===== Text

# B-17



## Patriot (May 15, 2013)

I used Takumar lens for this shots on a D7000 body. 




The Crowd by Jarrett_Hunt, on Flickr

28mm 3.5 at f5.6 or f8




Memphis Belle by Jarrett_Hunt, on Flickr

Takumar 135mm 2.5 at f5.6 




Taxi down the ramp by Jarrett_Hunt, on Flickr

Takumar 200mm 3.5 at f5.6

I included one photo from every Takumar lens that I own at the moment. 

any C&C would be welcome so that I might improve.


----------



## Trever1t (May 15, 2013)

Love me some WWII Aircraft. Nice!


----------



## timor (May 15, 2013)

It's a Takumar preset lens, or Super Takumar ?
Pictures are quite crisp.


----------



## Patriot (May 15, 2013)

timor said:


> It's a Takumar preset lens, or Super Takumar ?
> Pictures are quite crisp.



The Tak 28mm 3.5 and 135mm 2.5 or both S-M-C while the 200mm 3.5 is the preset. I do have other preset Takumars however, but didn't use them at this moment.


----------



## SCraig (May 15, 2013)

Beautiful, elegant lady.  I'd like to see a bit more prop blur in the last, but we can't have everything.  Well done!


----------



## Patriot (May 15, 2013)

SCraig said:


> Beautiful, elegant lady.  I'd like to see a bit more prop blur in the last, but we can't have everything.  Well done!



It was so bright that I couldn't lower the shutter speed like I would have wanted. I'm looking into getting a ND filter. This plane comes to the city quite often because the pilot that flew it is said to be from this city. Next time it comes back I'll get that blur for you.


----------



## SCraig (May 15, 2013)

==========
===== Dataset

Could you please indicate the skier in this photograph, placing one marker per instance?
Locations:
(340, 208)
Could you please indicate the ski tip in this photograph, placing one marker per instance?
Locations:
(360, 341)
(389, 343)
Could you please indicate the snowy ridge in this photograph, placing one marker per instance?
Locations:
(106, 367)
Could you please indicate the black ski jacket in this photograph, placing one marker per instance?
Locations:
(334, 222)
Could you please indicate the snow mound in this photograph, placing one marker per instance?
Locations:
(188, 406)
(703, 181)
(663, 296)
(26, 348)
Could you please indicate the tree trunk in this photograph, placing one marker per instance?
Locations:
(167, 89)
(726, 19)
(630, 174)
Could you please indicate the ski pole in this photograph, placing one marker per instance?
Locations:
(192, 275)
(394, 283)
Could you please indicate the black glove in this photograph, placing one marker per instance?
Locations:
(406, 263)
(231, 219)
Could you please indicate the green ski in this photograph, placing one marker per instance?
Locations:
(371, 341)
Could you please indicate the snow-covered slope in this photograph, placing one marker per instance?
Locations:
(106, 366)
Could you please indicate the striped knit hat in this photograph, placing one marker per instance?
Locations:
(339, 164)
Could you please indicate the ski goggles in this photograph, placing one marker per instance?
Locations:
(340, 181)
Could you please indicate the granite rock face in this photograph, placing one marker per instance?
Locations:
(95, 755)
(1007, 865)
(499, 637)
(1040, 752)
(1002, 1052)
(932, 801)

==========
===== Dataset

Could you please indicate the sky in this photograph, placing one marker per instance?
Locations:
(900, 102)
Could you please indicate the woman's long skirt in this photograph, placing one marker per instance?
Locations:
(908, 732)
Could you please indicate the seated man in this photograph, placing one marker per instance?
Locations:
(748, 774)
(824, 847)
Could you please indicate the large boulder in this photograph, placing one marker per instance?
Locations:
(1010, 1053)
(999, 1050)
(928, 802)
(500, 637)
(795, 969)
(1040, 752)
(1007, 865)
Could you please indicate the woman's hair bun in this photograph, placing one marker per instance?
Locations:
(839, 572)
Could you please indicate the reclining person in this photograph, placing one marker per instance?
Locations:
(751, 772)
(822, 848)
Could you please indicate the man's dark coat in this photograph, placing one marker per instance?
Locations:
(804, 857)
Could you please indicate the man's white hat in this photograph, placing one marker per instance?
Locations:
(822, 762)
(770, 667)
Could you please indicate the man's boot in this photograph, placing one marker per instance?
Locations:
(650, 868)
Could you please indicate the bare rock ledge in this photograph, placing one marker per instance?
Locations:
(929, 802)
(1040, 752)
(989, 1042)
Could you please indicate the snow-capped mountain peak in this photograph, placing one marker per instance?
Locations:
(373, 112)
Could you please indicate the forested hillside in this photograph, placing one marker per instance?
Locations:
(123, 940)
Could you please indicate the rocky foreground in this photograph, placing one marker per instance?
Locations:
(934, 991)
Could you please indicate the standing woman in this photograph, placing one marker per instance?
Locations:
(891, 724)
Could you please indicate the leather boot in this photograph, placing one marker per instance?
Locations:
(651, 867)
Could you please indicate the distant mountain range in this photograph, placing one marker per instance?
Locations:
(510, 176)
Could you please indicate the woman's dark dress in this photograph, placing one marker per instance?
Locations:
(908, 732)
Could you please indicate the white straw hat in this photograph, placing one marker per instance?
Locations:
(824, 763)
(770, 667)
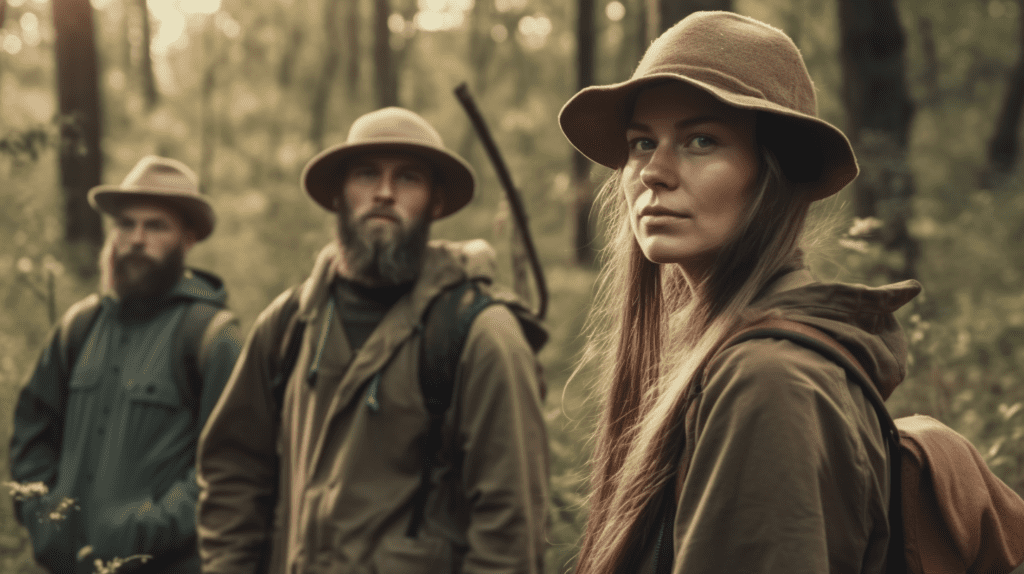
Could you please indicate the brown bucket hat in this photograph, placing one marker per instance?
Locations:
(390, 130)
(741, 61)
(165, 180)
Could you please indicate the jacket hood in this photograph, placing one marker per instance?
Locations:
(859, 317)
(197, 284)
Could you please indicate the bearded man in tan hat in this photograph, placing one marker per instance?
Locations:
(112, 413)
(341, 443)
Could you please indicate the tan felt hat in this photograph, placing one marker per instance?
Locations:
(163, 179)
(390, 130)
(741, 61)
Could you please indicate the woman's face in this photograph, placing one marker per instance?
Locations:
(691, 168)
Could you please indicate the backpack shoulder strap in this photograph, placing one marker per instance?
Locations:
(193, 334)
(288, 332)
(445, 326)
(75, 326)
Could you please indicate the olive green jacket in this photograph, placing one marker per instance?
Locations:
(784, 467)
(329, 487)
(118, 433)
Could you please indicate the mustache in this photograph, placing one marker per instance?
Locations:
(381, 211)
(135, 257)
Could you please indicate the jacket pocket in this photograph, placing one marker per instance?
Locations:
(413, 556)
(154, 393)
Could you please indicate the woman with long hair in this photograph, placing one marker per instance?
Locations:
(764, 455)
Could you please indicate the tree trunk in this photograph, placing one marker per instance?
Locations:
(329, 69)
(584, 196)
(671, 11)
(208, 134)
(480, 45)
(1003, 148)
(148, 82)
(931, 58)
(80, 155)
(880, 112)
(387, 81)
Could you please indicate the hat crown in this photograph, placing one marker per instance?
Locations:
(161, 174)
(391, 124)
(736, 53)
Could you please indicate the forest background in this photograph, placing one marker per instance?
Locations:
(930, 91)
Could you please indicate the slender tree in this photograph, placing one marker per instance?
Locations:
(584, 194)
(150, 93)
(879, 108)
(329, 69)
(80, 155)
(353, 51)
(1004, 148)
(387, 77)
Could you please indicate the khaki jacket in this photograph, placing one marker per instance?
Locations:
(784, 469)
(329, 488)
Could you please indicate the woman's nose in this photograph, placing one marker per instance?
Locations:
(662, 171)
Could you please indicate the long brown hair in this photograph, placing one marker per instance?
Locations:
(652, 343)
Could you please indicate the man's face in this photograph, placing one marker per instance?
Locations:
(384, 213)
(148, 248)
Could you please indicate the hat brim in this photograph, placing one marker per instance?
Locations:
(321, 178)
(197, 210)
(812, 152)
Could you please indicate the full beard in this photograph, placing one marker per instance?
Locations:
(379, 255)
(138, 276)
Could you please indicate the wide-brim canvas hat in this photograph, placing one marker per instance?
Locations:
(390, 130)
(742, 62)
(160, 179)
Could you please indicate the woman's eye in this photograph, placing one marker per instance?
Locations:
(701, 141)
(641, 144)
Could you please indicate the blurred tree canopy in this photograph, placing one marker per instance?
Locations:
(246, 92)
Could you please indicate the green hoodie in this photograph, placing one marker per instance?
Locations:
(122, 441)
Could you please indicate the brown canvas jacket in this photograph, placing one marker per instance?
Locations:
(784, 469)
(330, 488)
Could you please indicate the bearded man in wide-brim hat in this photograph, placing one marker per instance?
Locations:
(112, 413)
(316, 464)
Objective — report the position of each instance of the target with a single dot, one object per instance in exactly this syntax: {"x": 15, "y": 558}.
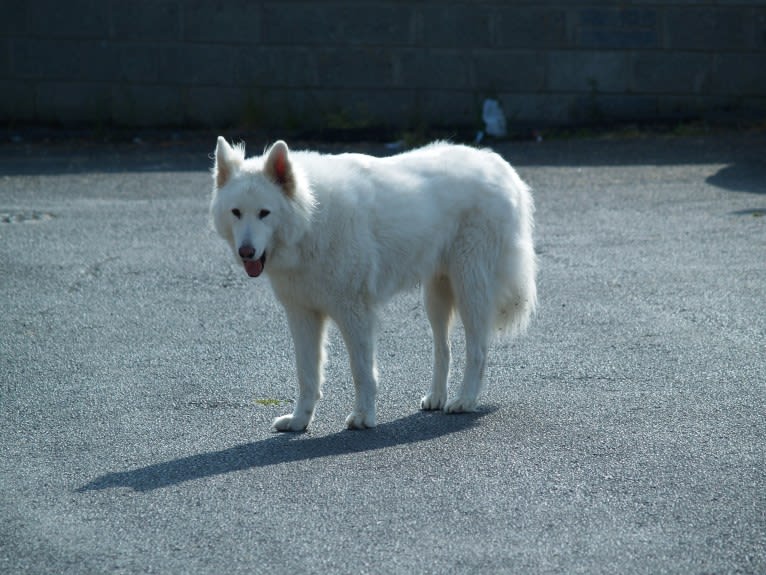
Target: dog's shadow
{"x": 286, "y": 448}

==========

## Set exercise 1
Rename "Takumar" to "Pentax Takumar" in the B-17 thread, and write out the passage between "Taxi down the" and "Trever1t (May 15, 2013)", inclusive, with that change.
## Set exercise 2
In the B-17 thread, why couldn't Patriot get more prop blur in the last photo?
## Set exercise 3
Continue the B-17 thread from the point where it stops.

## Output 1
Taxi down the ramp by Jarrett_Hunt, on Flickr

Pentax Takumar 200mm 3.5 at f5.6

I included one photo from every Pentax Takumar lens that I own at the moment. 

any C&C would be welcome so that I might improve.


----------



## Trever1t (May 15, 2013)

## Output 2
It was so bright that Patriot couldn't lower the shutter speed as much as wanted. Patriot is looking into getting an ND filter for next time.

## Output 3
Patriot said:


> It was so bright that I couldn't lower the shutter speed like I would have wanted. I'm looking into getting a ND filter. This plane comes to the city quite often because the pilot that flew it is said to be from this city. Next time it comes back I'll get that blur for you.


Fair enough!  I'm looking forward to it.

When I was learning to fly I hung around the airport a lot, and there was a man there who flew B-17's during WWII.  Given some of the stories that he told it's amazing any of them survived


----------



## KmH (May 15, 2013)

They look good.

I like the WWII war birds too. The B-17 is one of those airplanes that just looks 'right', and as a result are 'pretty' airplanes.

I had an uncle that restored a North American T-28 Trojan in 1978/1979 and later did a much bigger project, a Martin B-26 Marauder. Once restored, it cost $2000 an hour to fly the B-26 back in 1990. FAA rules prohibited anyone being in the nose when landing or taking off.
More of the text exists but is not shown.